### Prompt
Please give the data below again in full, exactly as it stands.

### Raw records
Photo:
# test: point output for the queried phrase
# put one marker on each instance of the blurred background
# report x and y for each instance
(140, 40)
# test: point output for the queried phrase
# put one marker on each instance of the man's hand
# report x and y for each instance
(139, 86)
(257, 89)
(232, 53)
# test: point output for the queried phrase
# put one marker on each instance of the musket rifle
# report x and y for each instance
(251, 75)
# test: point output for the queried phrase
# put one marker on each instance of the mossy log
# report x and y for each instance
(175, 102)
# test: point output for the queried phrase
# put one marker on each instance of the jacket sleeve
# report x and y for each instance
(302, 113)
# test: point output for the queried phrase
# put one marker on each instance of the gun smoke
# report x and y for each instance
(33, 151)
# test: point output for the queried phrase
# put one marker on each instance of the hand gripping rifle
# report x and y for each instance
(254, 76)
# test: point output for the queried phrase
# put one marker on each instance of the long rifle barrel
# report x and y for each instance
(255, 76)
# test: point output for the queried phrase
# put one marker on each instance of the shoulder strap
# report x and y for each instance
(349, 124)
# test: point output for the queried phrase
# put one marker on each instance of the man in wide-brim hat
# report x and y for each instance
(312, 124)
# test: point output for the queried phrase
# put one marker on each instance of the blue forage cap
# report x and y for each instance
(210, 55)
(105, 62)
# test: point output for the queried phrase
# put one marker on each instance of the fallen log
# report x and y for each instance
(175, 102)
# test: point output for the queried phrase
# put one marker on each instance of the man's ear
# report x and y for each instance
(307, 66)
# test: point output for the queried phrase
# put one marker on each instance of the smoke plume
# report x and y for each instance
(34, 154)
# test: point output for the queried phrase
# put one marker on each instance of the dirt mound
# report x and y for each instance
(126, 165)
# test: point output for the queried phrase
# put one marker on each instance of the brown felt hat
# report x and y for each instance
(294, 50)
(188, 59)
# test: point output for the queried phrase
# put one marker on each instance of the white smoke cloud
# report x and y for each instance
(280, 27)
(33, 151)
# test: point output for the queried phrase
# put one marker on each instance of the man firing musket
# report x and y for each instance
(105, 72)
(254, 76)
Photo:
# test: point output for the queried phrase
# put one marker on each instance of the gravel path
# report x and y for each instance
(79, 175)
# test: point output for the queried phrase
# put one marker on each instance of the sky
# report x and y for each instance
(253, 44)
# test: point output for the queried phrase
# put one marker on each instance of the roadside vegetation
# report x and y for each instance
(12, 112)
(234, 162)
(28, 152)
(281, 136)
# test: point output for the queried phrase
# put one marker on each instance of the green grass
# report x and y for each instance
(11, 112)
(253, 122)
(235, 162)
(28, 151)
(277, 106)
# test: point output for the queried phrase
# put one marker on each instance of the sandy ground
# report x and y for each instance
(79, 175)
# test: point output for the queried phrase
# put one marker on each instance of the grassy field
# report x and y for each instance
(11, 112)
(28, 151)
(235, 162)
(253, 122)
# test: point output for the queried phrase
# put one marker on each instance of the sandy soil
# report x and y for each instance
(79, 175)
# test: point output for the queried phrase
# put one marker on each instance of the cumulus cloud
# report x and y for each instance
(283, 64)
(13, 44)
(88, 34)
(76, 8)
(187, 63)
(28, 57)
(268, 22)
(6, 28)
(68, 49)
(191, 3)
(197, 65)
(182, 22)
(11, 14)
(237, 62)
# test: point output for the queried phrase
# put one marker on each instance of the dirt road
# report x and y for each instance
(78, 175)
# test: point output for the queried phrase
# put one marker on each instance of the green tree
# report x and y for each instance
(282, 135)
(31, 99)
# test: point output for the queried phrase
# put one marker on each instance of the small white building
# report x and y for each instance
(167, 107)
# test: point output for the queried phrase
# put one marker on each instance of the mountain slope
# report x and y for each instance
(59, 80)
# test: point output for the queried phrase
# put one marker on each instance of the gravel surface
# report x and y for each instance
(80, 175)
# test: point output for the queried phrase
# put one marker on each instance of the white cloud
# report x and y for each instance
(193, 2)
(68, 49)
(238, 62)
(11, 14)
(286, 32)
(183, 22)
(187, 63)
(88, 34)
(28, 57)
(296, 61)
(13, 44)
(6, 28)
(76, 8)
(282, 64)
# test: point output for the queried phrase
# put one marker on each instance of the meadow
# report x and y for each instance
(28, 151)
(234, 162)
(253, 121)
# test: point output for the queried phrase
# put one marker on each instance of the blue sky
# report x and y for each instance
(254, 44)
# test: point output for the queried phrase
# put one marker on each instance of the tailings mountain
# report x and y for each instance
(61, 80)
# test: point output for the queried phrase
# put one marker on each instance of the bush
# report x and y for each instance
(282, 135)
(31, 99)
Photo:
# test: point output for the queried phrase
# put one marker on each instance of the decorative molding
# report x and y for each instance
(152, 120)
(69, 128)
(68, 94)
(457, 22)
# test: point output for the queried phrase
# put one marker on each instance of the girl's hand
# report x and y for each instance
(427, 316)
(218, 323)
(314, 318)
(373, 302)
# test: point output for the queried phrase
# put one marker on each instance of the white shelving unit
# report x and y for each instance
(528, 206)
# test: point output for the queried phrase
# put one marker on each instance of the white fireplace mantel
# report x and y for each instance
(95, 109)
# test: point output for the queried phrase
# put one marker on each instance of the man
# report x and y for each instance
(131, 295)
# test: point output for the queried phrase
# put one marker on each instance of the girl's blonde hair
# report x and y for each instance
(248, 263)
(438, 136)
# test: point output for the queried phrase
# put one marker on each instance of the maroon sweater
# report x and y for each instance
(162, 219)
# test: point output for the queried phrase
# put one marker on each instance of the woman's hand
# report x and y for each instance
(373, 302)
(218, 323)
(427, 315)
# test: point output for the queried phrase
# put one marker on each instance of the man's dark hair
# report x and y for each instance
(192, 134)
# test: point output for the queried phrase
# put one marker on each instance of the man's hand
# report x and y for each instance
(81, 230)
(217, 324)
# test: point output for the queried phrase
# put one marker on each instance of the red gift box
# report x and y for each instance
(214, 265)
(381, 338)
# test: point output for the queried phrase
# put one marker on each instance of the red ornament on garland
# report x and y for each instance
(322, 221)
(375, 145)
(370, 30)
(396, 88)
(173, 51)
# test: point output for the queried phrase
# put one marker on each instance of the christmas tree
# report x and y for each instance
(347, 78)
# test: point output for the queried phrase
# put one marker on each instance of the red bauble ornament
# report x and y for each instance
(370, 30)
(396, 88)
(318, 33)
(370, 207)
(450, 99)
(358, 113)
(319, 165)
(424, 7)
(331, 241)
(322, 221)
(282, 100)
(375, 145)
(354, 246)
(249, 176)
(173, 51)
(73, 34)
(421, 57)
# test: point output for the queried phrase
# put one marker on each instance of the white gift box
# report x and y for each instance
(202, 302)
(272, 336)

### Exercise result
Photo:
# test: point output for the queried phrase
# put one marker on each instance of the blurred background
# report x and y for each instance
(140, 40)
# test: point output for the queried phrase
# put one marker on each instance of the man's hand
# report x and y for each instance
(139, 86)
(257, 89)
(232, 53)
# test: point output for the queried phrase
# put one marker on each instance of the musket rifle
# report x and y for each instance
(251, 75)
# test: point output for the queried phrase
# put one marker on each instance of the mossy log
# report x and y for each instance
(175, 102)
# test: point output for the queried phrase
# put one marker on each instance of the jacket sleeve
# report x and y for each instance
(302, 113)
# test: point output for the queried phrase
# put one marker on each instance of the gun smoke
# report x and y for each instance
(33, 151)
# test: point output for the queried phrase
# put one marker on each instance of the hand gripping rifle
# report x and y for each instance
(254, 76)
# test: point output for the queried phrase
# put one marker on each instance of the long rifle barrel
# report x and y for each instance
(255, 76)
# test: point output for the queried phrase
# put one marker on each instance of the shoulder strap
# report x and y for each instance
(349, 124)
# test: point output for the queried phrase
# put one marker on each instance of the man in wide-brim hat
# report x and y for each instance
(312, 124)
# test: point output for the queried phrase
# put one marker on each instance of the blue forage cap
# report x and y for each instance
(210, 55)
(105, 62)
# test: point output for the queried phrase
# put one marker on each instance of the fallen log
# report x and y for each instance
(175, 102)
# test: point output for the queried phrase
# put one marker on each instance of the man's ear
# report x and y for each instance
(307, 66)
# test: point output for the queried phrase
# put one marker on each instance of the smoke plume
# report x and y for each instance
(34, 154)
# test: point output for the queried phrase
# put one marker on each instance of the dirt mound
# report x and y for each instance
(126, 165)
# test: point output for the queried phrase
# put one marker on each instance of the brown felt hat
# report x and y for each instance
(294, 50)
(188, 59)
# test: point output for the queried phrase
# put one marker on each instance of the white smoke cloud
# report x and y for each instance
(280, 27)
(33, 151)
# test: point output for the queried phrase
# put one marker on each instance of the man firing musket
# report x and y for each instance
(105, 72)
(254, 76)
Photo:
# test: point output for the queried phrase
# put one marker on each instance of the gravel path
# report x and y for each instance
(79, 175)
# test: point output for the queried phrase
# put one marker on each instance of the sky
# report x and y for each instance
(253, 44)
# test: point output for the queried phrase
# put one marker on each instance of the roadside vegetation
# report x and y for each instance
(12, 112)
(234, 162)
(28, 152)
(281, 136)
# test: point output for the queried phrase
# put one marker on each instance of the green grass
# report x and y for each instance
(11, 112)
(253, 122)
(235, 162)
(28, 151)
(277, 106)
# test: point output for the queried phrase
# put one marker on each instance of the sandy ground
# report x and y for each instance
(79, 175)
# test: point output for the queried phrase
# put one marker on each instance of the grassy field
# report x and y for each instance
(11, 112)
(28, 151)
(235, 162)
(253, 122)
# test: point output for the queried phrase
# put one marker on each instance of the sandy soil
# report x and y for each instance
(79, 175)
# test: point output for the queried phrase
# put one marker on each instance of the cumulus cloud
# report x and y for each instance
(283, 64)
(13, 44)
(88, 34)
(76, 8)
(187, 63)
(28, 57)
(268, 22)
(6, 28)
(68, 49)
(191, 3)
(197, 65)
(182, 22)
(11, 14)
(237, 62)
# test: point output for the queried phrase
# put one marker on each instance of the dirt road
# report x and y for each instance
(78, 175)
# test: point output for the queried phrase
# put one marker on each instance of the green tree
# report x and y for each instance
(282, 135)
(31, 99)
# test: point output for the queried phrase
# put one marker on each instance of the small white building
# report x and y for each instance
(167, 107)
# test: point output for the queried phrase
# put one marker on each instance of the mountain slope
# report x and y for each instance
(59, 80)
# test: point output for the queried phrase
# put one marker on each instance of the gravel surface
# report x and y for each instance
(80, 175)
# test: point output for the queried phrase
# put one marker on each instance of the white cloud
# report x and y for each instance
(193, 2)
(68, 49)
(238, 62)
(11, 14)
(286, 32)
(183, 22)
(187, 63)
(88, 34)
(28, 57)
(296, 61)
(13, 44)
(6, 28)
(76, 8)
(282, 64)
# test: point output for the queried phrase
# put one marker on each instance of the meadow
# report x and y for each instance
(28, 151)
(234, 162)
(253, 121)
# test: point output for the queried phrase
# put one marker on each instance of the blue sky
# report x and y for each instance
(254, 44)
# test: point output for the queried phrase
# put one marker on each instance of the tailings mountain
# report x and y for each instance
(61, 80)
# test: point output for the queried phrase
# put one marker on each instance of the bush
# report x and y for each instance
(282, 135)
(31, 99)
Photo:
# test: point output for the queried phrase
# put one marker on each instance of the decorative molding
# report x and y for each instance
(152, 120)
(69, 128)
(68, 94)
(457, 22)
# test: point output for the queried phrase
# put one marker on each instance of the girl's hand
# report x and y for each instance
(427, 316)
(218, 323)
(314, 318)
(373, 302)
# test: point output for the queried phrase
# put one marker on each instance of the white shelving unit
# report x and y for each instance
(528, 206)
# test: point output for the queried phrase
# put one marker on each instance of the white fireplace mantel
# report x and y for each instance
(95, 109)
# test: point output for the queried phrase
# put one marker on each instance of the man
# report x and y for each instance
(131, 295)
# test: point output for the queried phrase
# put one marker on each instance of the girl's blonde hair
# report x and y for each instance
(248, 263)
(438, 136)
# test: point output for the queried phrase
# put one marker on each instance of the maroon sweater
# report x and y for each instance
(162, 219)
# test: point output for the queried phrase
# put one marker on each instance of the woman's hand
# report x and y for each instance
(373, 302)
(218, 323)
(427, 315)
# test: point output for the queried phrase
# put one marker on each instance of the man's dark hair
# report x and y for each instance
(192, 134)
# test: point output for the queried phrase
# put one marker on each instance of the man's hand
# report x and y for each instance
(81, 230)
(217, 324)
# test: point output for the queried phrase
# put one marker on each instance of the red gift box
# report x and y for each instance
(214, 265)
(381, 338)
# test: point output for the queried phrase
# put one marker on each instance of the red ornament on garland
# report x and y for each instance
(322, 221)
(375, 145)
(370, 30)
(396, 88)
(173, 51)
# test: point output for the queried phrase
# put one marker on each instance of the christmas tree
# report x and y for each instance
(347, 78)
# test: point output for the queried phrase
# put one marker on each instance of the red bauble ornament
# report x and y for each instance
(370, 30)
(396, 88)
(318, 33)
(370, 207)
(450, 99)
(358, 113)
(319, 165)
(424, 7)
(331, 241)
(322, 221)
(282, 100)
(375, 145)
(354, 246)
(249, 176)
(173, 51)
(73, 34)
(421, 57)
# test: point output for the queried phrase
# put one marker on each instance of the white gift box
# report x and y for each instance
(202, 302)
(272, 336)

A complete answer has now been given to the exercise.